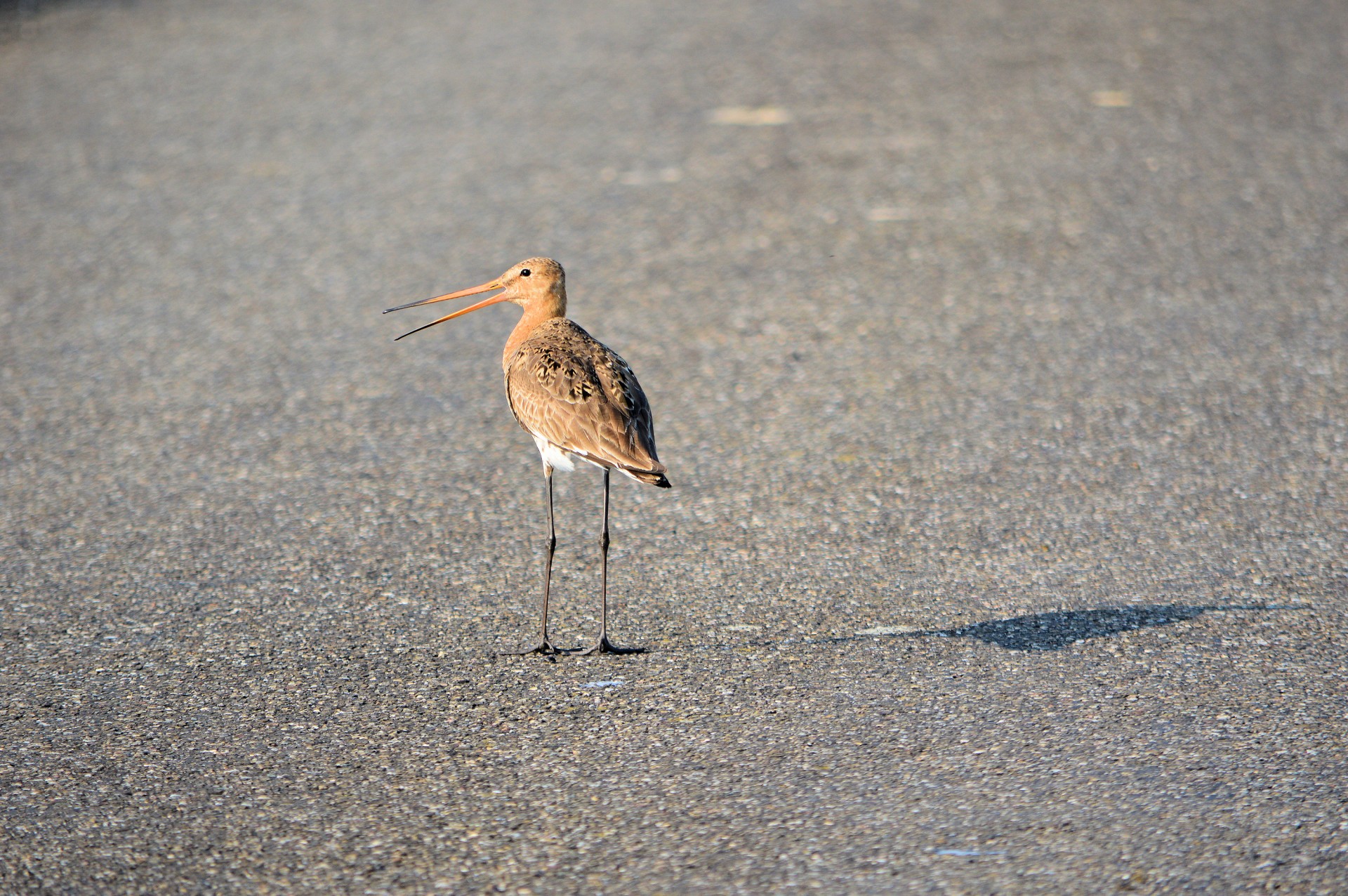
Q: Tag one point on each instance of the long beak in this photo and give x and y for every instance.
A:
(484, 287)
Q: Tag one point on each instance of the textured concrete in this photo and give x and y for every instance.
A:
(998, 352)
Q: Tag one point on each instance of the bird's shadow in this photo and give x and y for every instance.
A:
(1057, 630)
(1044, 631)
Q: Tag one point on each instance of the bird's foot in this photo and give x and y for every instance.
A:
(545, 647)
(604, 646)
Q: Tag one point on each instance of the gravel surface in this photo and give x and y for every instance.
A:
(998, 353)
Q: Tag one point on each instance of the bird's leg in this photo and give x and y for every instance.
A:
(603, 645)
(545, 646)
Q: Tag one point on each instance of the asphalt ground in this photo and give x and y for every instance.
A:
(998, 353)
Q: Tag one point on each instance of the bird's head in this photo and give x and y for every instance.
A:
(533, 283)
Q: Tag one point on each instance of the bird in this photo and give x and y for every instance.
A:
(576, 397)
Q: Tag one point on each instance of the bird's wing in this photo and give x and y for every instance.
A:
(571, 390)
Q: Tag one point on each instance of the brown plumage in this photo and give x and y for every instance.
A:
(574, 395)
(572, 391)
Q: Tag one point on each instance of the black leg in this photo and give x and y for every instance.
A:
(603, 645)
(545, 646)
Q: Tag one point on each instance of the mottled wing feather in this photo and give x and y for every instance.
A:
(573, 391)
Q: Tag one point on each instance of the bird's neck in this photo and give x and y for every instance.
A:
(534, 315)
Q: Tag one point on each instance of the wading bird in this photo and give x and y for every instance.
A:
(574, 397)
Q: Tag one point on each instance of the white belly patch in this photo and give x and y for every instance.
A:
(555, 457)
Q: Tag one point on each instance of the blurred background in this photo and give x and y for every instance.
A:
(948, 313)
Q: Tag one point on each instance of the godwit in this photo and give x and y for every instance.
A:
(574, 397)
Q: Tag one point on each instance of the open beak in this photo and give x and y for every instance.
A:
(486, 287)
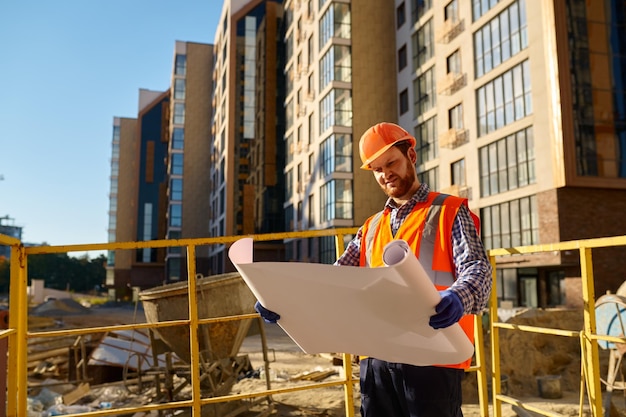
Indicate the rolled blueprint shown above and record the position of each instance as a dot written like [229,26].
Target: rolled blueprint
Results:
[398,254]
[380,312]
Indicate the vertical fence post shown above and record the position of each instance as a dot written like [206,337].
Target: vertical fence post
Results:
[18,347]
[194,349]
[348,389]
[495,340]
[590,354]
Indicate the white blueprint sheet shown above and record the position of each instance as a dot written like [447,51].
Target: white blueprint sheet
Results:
[379,312]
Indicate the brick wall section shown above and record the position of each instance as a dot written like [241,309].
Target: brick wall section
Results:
[586,213]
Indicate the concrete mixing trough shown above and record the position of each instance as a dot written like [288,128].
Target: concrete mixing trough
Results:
[217,296]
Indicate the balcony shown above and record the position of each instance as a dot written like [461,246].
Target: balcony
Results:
[451,29]
[453,138]
[458,190]
[452,83]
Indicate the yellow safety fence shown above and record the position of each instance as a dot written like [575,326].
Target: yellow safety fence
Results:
[18,333]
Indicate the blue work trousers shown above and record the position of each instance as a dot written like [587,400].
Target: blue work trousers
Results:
[401,390]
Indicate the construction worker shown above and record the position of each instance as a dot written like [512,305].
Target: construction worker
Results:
[443,234]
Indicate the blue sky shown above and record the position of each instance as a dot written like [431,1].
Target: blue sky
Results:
[68,68]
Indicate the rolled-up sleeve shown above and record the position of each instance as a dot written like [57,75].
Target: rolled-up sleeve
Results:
[473,270]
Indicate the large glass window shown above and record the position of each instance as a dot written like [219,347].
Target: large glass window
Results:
[509,224]
[480,7]
[400,15]
[176,215]
[179,89]
[504,100]
[335,23]
[336,154]
[458,172]
[180,66]
[425,92]
[426,137]
[336,200]
[179,113]
[508,163]
[423,42]
[430,177]
[336,109]
[178,138]
[176,167]
[419,8]
[335,66]
[176,189]
[500,38]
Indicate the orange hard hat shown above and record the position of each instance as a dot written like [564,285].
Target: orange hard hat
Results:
[380,137]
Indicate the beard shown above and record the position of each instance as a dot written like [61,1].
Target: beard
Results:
[401,185]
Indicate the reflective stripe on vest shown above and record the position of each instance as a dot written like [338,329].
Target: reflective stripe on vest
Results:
[428,230]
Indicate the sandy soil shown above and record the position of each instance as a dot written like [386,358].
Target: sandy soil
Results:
[288,363]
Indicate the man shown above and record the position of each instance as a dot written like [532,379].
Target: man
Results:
[441,231]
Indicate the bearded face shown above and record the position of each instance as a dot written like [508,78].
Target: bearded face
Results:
[395,174]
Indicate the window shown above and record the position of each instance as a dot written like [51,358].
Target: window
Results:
[176,189]
[419,8]
[336,109]
[455,117]
[453,62]
[176,167]
[179,113]
[400,15]
[480,7]
[178,138]
[179,89]
[423,41]
[336,200]
[507,164]
[335,23]
[504,100]
[509,224]
[457,171]
[426,137]
[335,65]
[180,66]
[500,38]
[425,94]
[430,177]
[336,154]
[176,215]
[451,11]
[404,101]
[402,58]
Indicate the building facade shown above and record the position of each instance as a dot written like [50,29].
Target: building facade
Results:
[520,112]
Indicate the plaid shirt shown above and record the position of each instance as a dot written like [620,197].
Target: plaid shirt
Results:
[472,267]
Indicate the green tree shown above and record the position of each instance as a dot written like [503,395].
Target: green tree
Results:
[61,272]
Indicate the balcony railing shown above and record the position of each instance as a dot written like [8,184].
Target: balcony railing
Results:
[458,190]
[451,29]
[452,83]
[453,138]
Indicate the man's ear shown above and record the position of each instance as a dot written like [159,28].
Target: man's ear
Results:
[412,155]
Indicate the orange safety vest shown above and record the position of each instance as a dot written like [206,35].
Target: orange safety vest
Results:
[428,230]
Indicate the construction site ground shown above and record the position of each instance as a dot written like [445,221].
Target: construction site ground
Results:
[524,357]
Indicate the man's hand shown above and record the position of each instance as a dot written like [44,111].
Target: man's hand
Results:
[448,311]
[268,315]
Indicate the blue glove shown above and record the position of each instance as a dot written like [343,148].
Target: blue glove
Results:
[448,311]
[268,315]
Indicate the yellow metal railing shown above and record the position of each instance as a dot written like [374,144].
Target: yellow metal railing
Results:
[18,334]
[590,363]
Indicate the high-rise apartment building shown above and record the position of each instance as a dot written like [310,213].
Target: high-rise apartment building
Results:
[340,69]
[519,105]
[247,149]
[188,163]
[160,175]
[138,194]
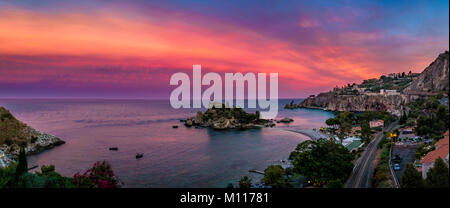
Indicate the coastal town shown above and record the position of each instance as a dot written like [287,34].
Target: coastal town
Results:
[396,128]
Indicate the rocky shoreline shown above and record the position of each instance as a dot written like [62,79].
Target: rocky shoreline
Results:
[14,134]
[39,142]
[228,118]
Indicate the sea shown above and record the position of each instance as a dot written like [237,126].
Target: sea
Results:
[173,157]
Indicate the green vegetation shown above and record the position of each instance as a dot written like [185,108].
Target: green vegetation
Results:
[322,162]
[429,116]
[437,176]
[382,175]
[399,82]
[422,150]
[343,122]
[245,182]
[276,177]
[10,129]
[237,113]
[411,178]
[16,175]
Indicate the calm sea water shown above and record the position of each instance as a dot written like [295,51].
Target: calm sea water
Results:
[183,157]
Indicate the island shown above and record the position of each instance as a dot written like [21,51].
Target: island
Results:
[228,118]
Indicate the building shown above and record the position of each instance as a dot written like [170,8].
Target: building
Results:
[441,151]
[376,123]
[4,160]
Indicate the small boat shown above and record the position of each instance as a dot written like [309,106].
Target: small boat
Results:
[139,155]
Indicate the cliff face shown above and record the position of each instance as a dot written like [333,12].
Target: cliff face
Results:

• • • • • • •

_Task to carry out_.
Lines containing the word "brick": copy every one of them from the records above.

_Output of the exercise_.
Indicate the brick wall section shown above and record the position of each instance as a dot written like [241,309].
Target: brick wall section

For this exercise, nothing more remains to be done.